▸ Aim of the task:
Please write out every item below word for word, leaving out the pictures.

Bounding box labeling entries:
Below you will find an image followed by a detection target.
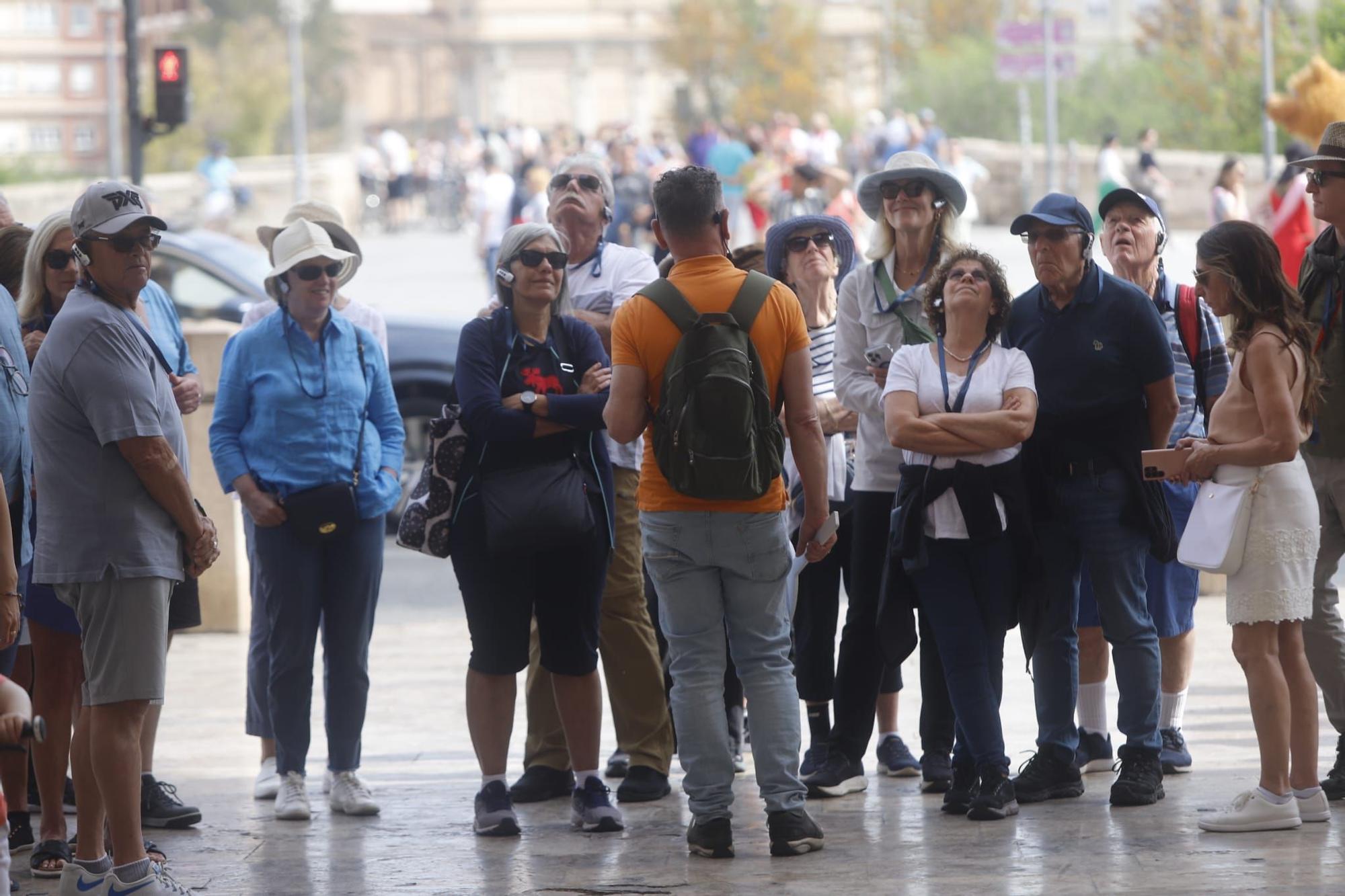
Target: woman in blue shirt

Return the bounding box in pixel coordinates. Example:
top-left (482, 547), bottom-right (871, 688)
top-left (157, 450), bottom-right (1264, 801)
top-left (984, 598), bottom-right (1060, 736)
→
top-left (210, 219), bottom-right (405, 821)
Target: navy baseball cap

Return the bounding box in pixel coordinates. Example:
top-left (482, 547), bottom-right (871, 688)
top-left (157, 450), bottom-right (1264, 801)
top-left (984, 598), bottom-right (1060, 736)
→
top-left (1098, 187), bottom-right (1163, 225)
top-left (1009, 192), bottom-right (1093, 237)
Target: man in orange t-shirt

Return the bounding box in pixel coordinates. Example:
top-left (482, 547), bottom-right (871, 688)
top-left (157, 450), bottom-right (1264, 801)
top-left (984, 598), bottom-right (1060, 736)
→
top-left (604, 165), bottom-right (835, 858)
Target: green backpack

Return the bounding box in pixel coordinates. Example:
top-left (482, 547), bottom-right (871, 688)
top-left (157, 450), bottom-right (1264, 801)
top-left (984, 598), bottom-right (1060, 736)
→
top-left (640, 272), bottom-right (784, 501)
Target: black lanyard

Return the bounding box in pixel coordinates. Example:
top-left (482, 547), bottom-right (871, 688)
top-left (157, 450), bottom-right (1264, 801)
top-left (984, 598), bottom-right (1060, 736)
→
top-left (939, 336), bottom-right (990, 414)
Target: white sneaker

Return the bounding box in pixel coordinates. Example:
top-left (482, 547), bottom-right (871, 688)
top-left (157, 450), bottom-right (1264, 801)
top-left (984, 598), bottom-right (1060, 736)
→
top-left (327, 771), bottom-right (378, 815)
top-left (1294, 787), bottom-right (1332, 822)
top-left (1198, 788), bottom-right (1303, 833)
top-left (253, 756), bottom-right (280, 799)
top-left (276, 772), bottom-right (313, 821)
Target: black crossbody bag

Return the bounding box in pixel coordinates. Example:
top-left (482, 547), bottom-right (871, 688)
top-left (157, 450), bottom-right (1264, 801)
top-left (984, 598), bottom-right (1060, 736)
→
top-left (280, 332), bottom-right (370, 544)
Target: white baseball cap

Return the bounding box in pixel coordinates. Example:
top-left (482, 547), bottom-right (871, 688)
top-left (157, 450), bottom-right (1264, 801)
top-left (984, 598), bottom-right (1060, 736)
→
top-left (70, 180), bottom-right (168, 239)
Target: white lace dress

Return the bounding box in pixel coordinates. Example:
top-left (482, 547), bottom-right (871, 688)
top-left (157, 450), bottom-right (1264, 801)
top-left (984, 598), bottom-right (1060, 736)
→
top-left (1215, 455), bottom-right (1321, 624)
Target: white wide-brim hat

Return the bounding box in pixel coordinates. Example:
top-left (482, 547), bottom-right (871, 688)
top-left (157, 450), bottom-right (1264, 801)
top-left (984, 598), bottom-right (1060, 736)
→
top-left (859, 149), bottom-right (967, 220)
top-left (266, 218), bottom-right (360, 301)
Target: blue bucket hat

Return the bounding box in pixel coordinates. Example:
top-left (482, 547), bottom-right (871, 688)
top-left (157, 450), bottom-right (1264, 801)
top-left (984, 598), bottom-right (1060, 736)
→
top-left (765, 215), bottom-right (854, 285)
top-left (1009, 192), bottom-right (1095, 237)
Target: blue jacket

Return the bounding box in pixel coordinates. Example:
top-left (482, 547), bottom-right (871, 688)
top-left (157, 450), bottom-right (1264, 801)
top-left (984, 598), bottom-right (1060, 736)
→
top-left (453, 308), bottom-right (616, 540)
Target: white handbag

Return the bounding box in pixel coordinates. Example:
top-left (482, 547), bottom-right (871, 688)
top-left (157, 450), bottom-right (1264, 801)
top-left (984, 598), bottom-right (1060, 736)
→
top-left (1177, 474), bottom-right (1262, 576)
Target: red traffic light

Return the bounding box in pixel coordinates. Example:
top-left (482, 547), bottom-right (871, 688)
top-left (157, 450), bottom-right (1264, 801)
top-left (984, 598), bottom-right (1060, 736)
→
top-left (159, 50), bottom-right (182, 82)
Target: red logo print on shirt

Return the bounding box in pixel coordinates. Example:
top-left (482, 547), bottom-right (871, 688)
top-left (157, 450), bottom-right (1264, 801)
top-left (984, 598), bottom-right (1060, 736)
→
top-left (518, 367), bottom-right (565, 395)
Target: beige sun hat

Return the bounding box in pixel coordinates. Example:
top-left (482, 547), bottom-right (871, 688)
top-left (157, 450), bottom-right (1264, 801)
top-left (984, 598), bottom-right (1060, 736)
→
top-left (266, 218), bottom-right (360, 301)
top-left (257, 199), bottom-right (364, 263)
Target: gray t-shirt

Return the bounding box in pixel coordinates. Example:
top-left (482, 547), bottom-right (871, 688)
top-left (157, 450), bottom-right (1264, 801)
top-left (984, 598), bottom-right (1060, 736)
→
top-left (28, 284), bottom-right (187, 584)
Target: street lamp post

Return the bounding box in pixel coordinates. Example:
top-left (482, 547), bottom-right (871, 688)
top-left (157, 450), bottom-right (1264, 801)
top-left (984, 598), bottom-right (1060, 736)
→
top-left (284, 0), bottom-right (308, 202)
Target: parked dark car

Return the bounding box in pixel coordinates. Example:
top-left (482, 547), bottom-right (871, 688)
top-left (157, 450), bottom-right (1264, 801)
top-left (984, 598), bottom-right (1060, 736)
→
top-left (152, 230), bottom-right (465, 525)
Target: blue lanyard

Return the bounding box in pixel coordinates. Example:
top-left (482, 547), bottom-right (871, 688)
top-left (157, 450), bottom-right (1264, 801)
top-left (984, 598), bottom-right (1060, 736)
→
top-left (939, 336), bottom-right (990, 414)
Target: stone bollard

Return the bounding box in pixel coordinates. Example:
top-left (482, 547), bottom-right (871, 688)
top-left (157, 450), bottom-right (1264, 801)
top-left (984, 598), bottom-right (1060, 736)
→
top-left (182, 320), bottom-right (252, 633)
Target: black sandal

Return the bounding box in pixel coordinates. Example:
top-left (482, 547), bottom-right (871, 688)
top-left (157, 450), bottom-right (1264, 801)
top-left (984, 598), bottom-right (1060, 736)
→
top-left (28, 840), bottom-right (74, 877)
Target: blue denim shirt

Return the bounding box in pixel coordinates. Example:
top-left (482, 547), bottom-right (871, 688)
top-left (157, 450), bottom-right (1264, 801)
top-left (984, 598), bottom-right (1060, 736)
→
top-left (0, 286), bottom-right (32, 567)
top-left (140, 280), bottom-right (196, 376)
top-left (210, 311), bottom-right (405, 520)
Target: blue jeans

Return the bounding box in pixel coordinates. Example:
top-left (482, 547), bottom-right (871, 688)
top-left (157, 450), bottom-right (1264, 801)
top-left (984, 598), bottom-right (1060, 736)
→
top-left (253, 517), bottom-right (385, 775)
top-left (1032, 470), bottom-right (1162, 762)
top-left (911, 536), bottom-right (1015, 768)
top-left (640, 512), bottom-right (807, 819)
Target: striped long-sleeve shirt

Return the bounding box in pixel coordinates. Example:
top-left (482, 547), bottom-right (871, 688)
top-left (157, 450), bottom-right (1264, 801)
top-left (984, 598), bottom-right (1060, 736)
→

▸ Output for this task:
Below you will find an image followed by a detection target.
Target: woman in blue shirt

Return the bounding box in pixel coordinates. Example:
top-left (482, 547), bottom-right (871, 688)
top-left (157, 450), bottom-right (1264, 801)
top-left (984, 598), bottom-right (1060, 736)
→
top-left (210, 219), bottom-right (405, 821)
Target: navy baseball cap

Return the bounding box in pixel coordinates. Example:
top-left (482, 547), bottom-right (871, 688)
top-left (157, 450), bottom-right (1264, 801)
top-left (984, 598), bottom-right (1060, 736)
→
top-left (1098, 187), bottom-right (1163, 225)
top-left (1009, 192), bottom-right (1093, 237)
Target: man in orange t-shirt

Return the bounding box in pixel coordinates. Example:
top-left (482, 547), bottom-right (871, 688)
top-left (157, 450), bottom-right (1264, 801)
top-left (984, 598), bottom-right (1060, 736)
→
top-left (604, 165), bottom-right (835, 858)
Target: green backpack

Return the bounding box in pixel coordinates. Example:
top-left (482, 547), bottom-right (871, 688)
top-left (157, 450), bottom-right (1264, 801)
top-left (984, 598), bottom-right (1060, 736)
→
top-left (640, 272), bottom-right (784, 501)
Target: black lanyard

Return the bounding box in pixel coordinates. Example:
top-left (482, 547), bottom-right (871, 688)
top-left (157, 450), bottom-right (1264, 801)
top-left (984, 598), bottom-right (1060, 736)
→
top-left (939, 336), bottom-right (990, 414)
Target: white sneaker

Return the bounding box in pixel coordinates. Example:
top-left (482, 547), bottom-right (871, 688)
top-left (157, 450), bottom-right (1264, 801)
top-left (984, 598), bottom-right (1060, 736)
→
top-left (327, 771), bottom-right (378, 815)
top-left (1294, 787), bottom-right (1332, 822)
top-left (1198, 788), bottom-right (1303, 833)
top-left (253, 756), bottom-right (280, 799)
top-left (276, 772), bottom-right (313, 821)
Target: black crossbody bag

Return the bounding box in pixel coordinates. Example:
top-left (482, 547), bottom-right (871, 688)
top-left (157, 450), bottom-right (1264, 801)
top-left (984, 598), bottom-right (1060, 736)
→
top-left (280, 332), bottom-right (370, 544)
Target: white baseball cap

Return the bounding box in pixel coordinates. Example:
top-left (482, 547), bottom-right (871, 688)
top-left (157, 450), bottom-right (1264, 801)
top-left (984, 598), bottom-right (1060, 736)
→
top-left (70, 180), bottom-right (168, 239)
Target: white lace dress

Return the bounding box in pixel coordinates. Example:
top-left (482, 547), bottom-right (871, 688)
top-left (157, 450), bottom-right (1264, 801)
top-left (984, 598), bottom-right (1060, 736)
→
top-left (1215, 455), bottom-right (1321, 624)
Target: white wide-brim hat

Return the bounding box in pixel coordinates. Example:
top-left (482, 547), bottom-right (871, 688)
top-left (157, 450), bottom-right (1264, 801)
top-left (984, 598), bottom-right (1060, 736)
→
top-left (859, 149), bottom-right (967, 220)
top-left (266, 218), bottom-right (360, 301)
Target: blue bucket hat

Return the bounding box in pixel coordinates. Example:
top-left (482, 547), bottom-right (871, 688)
top-left (157, 450), bottom-right (1264, 801)
top-left (984, 598), bottom-right (1060, 736)
→
top-left (765, 215), bottom-right (854, 285)
top-left (1009, 192), bottom-right (1095, 237)
Target: blue jacket

Return the bounding box in pixel coordinates. Example:
top-left (482, 547), bottom-right (871, 688)
top-left (157, 450), bottom-right (1264, 801)
top-left (984, 598), bottom-right (1060, 736)
→
top-left (453, 308), bottom-right (616, 540)
Target: white handbag

Return the bounding box in pixel coordinates. Example:
top-left (482, 547), bottom-right (871, 688)
top-left (157, 450), bottom-right (1264, 801)
top-left (984, 598), bottom-right (1060, 736)
→
top-left (1177, 474), bottom-right (1262, 576)
Target: red traffic light

Return the bounding box in pixel coordinates. Example:
top-left (482, 547), bottom-right (871, 688)
top-left (157, 450), bottom-right (1264, 801)
top-left (984, 598), bottom-right (1060, 736)
→
top-left (159, 50), bottom-right (182, 82)
Target: red logo print on shirt

Return the bounding box in pixel coordinates. Example:
top-left (482, 547), bottom-right (871, 688)
top-left (157, 450), bottom-right (1264, 801)
top-left (984, 598), bottom-right (1060, 736)
→
top-left (518, 367), bottom-right (565, 395)
Target: beige sun hat

Return the bounding box in pixel coordinates. Example:
top-left (482, 547), bottom-right (871, 688)
top-left (157, 450), bottom-right (1264, 801)
top-left (984, 598), bottom-right (1060, 736)
→
top-left (266, 218), bottom-right (360, 301)
top-left (257, 199), bottom-right (364, 263)
Target: gray t-shirt

Return the bounding box in pixel coordinates. Example:
top-left (482, 547), bottom-right (871, 688)
top-left (157, 450), bottom-right (1264, 801)
top-left (984, 598), bottom-right (1060, 736)
→
top-left (28, 284), bottom-right (187, 584)
Target: street lamp post

Return the bounding box in pixel coordinates. Example:
top-left (482, 547), bottom-right (871, 688)
top-left (157, 450), bottom-right (1264, 801)
top-left (984, 598), bottom-right (1060, 736)
→
top-left (284, 0), bottom-right (308, 202)
Target: parked dark car

Return the bounding box in pixel coordinates. Example:
top-left (482, 547), bottom-right (871, 688)
top-left (157, 450), bottom-right (1264, 801)
top-left (984, 598), bottom-right (1060, 736)
→
top-left (152, 230), bottom-right (465, 525)
Target: blue lanyard

Return the bounding box in pixel coordinates. Example:
top-left (482, 547), bottom-right (871, 688)
top-left (157, 450), bottom-right (1264, 801)
top-left (984, 598), bottom-right (1060, 736)
→
top-left (939, 336), bottom-right (990, 414)
Target: stone bollard

Return the bounding box in pixel coordinates. Example:
top-left (482, 547), bottom-right (871, 688)
top-left (157, 450), bottom-right (1264, 801)
top-left (984, 598), bottom-right (1060, 736)
→
top-left (182, 320), bottom-right (252, 633)
Target: black sandal

Return the bounding box in pixel coordinates. Example:
top-left (482, 547), bottom-right (871, 688)
top-left (157, 450), bottom-right (1264, 801)
top-left (984, 598), bottom-right (1060, 736)
→
top-left (28, 840), bottom-right (74, 877)
Target: blue denim shirt

Return the bounding box in pixel coordinates. Example:
top-left (482, 547), bottom-right (871, 688)
top-left (157, 450), bottom-right (1264, 801)
top-left (984, 598), bottom-right (1060, 736)
→
top-left (0, 286), bottom-right (32, 567)
top-left (140, 280), bottom-right (196, 376)
top-left (210, 311), bottom-right (405, 520)
Target: blue jeans

Return the bounding box in pixel coordinates. Example:
top-left (482, 547), bottom-right (871, 688)
top-left (157, 450), bottom-right (1264, 801)
top-left (984, 598), bottom-right (1060, 736)
→
top-left (253, 517), bottom-right (385, 775)
top-left (1032, 470), bottom-right (1162, 762)
top-left (911, 536), bottom-right (1015, 768)
top-left (640, 512), bottom-right (807, 819)
Target: striped long-sleeve shirt

Return the bounding box in pixel coordinates. Example:
top-left (482, 547), bottom-right (871, 688)
top-left (157, 450), bottom-right (1264, 801)
top-left (984, 598), bottom-right (1060, 736)
→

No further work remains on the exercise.